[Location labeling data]
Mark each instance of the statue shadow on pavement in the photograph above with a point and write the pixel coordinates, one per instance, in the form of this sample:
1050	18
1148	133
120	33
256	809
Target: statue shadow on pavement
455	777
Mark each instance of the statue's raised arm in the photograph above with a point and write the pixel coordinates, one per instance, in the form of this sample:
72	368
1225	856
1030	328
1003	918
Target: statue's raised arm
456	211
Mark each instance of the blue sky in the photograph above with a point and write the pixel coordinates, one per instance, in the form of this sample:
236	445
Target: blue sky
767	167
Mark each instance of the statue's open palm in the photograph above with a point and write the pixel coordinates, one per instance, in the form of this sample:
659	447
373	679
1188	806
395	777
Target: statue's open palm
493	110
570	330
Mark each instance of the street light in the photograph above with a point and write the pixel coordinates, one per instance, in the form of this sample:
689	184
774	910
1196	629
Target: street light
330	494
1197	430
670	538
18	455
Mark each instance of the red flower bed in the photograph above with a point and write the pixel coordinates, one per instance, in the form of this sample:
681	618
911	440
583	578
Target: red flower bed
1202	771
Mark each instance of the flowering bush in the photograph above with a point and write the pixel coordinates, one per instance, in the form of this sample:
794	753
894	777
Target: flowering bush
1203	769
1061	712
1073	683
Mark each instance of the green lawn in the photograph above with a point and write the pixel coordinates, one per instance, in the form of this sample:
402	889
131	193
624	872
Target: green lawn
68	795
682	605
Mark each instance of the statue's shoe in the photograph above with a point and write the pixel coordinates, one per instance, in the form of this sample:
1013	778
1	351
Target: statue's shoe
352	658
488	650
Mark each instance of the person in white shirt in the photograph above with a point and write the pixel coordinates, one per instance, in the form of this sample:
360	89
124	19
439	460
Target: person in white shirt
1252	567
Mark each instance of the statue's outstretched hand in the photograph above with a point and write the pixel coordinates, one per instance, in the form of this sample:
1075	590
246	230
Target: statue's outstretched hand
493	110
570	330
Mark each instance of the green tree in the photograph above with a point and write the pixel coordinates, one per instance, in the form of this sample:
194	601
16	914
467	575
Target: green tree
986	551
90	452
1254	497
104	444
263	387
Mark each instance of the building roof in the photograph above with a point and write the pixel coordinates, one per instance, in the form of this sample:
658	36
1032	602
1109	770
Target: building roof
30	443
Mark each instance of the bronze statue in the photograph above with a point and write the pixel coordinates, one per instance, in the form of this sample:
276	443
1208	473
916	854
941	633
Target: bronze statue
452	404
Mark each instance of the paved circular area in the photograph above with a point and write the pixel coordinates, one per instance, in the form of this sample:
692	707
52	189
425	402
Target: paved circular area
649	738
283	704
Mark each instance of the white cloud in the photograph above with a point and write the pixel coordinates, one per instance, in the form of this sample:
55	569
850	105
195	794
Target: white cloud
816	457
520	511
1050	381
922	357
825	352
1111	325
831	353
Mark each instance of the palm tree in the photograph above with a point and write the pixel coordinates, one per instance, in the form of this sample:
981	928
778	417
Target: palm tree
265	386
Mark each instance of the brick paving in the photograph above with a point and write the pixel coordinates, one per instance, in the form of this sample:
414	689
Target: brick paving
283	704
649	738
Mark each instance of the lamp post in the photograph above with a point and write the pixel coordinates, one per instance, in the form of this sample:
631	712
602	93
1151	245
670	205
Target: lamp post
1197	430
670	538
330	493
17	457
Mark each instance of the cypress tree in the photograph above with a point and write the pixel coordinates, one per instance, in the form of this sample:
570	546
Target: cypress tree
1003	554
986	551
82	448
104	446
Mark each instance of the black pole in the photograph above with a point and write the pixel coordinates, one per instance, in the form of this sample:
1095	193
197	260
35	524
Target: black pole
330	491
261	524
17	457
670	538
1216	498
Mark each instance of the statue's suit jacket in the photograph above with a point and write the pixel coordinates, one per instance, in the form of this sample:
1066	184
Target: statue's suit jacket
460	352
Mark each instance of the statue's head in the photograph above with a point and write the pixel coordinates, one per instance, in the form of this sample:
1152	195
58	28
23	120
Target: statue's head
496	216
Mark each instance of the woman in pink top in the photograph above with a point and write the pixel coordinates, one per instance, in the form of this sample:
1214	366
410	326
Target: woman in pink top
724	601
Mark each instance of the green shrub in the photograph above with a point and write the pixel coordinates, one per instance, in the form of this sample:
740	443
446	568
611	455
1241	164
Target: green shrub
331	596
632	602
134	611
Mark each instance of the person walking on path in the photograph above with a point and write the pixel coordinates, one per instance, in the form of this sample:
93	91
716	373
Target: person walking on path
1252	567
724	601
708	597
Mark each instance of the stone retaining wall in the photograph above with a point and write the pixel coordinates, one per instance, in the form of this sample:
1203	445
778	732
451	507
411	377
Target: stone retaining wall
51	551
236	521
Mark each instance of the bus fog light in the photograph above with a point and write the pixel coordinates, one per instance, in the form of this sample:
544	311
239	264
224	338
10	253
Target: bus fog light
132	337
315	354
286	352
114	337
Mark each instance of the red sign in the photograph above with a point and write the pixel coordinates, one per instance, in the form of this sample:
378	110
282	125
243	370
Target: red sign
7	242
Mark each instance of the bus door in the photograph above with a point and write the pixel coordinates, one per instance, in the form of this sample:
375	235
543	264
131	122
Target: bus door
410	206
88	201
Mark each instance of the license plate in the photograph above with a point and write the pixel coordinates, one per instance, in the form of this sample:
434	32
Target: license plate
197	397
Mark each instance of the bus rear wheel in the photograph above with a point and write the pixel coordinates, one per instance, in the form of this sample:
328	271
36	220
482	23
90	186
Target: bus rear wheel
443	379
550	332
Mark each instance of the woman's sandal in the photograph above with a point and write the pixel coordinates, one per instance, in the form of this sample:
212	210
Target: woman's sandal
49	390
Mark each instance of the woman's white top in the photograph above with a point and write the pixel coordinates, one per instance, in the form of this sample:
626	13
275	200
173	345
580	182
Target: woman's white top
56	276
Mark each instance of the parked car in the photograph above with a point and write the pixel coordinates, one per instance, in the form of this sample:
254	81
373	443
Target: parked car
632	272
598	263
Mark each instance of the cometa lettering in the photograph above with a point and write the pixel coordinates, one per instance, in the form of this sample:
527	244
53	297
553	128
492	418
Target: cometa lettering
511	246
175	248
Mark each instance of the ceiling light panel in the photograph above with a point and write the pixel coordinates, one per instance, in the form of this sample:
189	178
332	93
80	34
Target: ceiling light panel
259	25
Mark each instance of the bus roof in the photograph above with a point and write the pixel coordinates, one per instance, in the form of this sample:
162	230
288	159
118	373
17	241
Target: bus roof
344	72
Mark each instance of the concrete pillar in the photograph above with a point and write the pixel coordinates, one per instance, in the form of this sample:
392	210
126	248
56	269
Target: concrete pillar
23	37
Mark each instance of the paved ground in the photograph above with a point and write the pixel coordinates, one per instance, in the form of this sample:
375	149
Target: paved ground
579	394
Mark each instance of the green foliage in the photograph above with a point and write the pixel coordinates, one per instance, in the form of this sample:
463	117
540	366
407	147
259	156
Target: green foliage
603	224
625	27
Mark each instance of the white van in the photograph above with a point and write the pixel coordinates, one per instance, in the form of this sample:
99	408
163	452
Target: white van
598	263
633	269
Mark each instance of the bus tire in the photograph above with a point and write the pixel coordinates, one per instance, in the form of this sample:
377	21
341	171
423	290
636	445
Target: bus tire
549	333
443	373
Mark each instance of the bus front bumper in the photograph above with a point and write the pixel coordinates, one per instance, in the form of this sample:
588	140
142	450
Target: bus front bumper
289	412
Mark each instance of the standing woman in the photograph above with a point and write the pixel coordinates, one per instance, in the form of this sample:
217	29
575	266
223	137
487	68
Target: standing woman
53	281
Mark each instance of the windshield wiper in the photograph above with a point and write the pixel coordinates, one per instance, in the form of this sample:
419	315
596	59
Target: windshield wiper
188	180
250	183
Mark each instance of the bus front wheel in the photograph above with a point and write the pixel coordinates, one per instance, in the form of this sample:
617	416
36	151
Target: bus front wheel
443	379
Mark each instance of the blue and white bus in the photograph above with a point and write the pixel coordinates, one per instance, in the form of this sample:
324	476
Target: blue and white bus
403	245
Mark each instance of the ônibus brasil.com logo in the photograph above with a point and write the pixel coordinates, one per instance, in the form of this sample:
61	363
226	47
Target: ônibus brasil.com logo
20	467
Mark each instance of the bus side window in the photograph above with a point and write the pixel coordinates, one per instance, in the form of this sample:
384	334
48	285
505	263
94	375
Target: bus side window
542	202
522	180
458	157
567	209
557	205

- [Exercise prompt]:
Rewrite the data from the line containing "Mark each instance of the blue and" through the end of the data, both ends included, as a numbered list with blank lines left out.

- [Problem solution]:
1. Mark each instance of the blue and white bus in the photograph above with a point and write the pixel coordinates, one per instance, in the form of this sample:
2. 324	476
3. Target: blue and white bus
4. 403	245
5. Mark each instance of the ônibus brasil.com logo in the photograph above with a point and write the pixel coordinates, one per instance, in the form of this sample:
6. 61	363
7. 226	47
8. Target: ônibus brasil.com logo
9. 20	467
10. Mark each instance of the bus side window in the photograph above with a point and write the pixel coordinates, one per instance, in the form of this sample:
11. 384	334
12. 48	285
13. 505	263
14. 94	375
15. Target: bus side window
16. 542	202
17. 522	180
18. 458	157
19. 567	209
20. 557	205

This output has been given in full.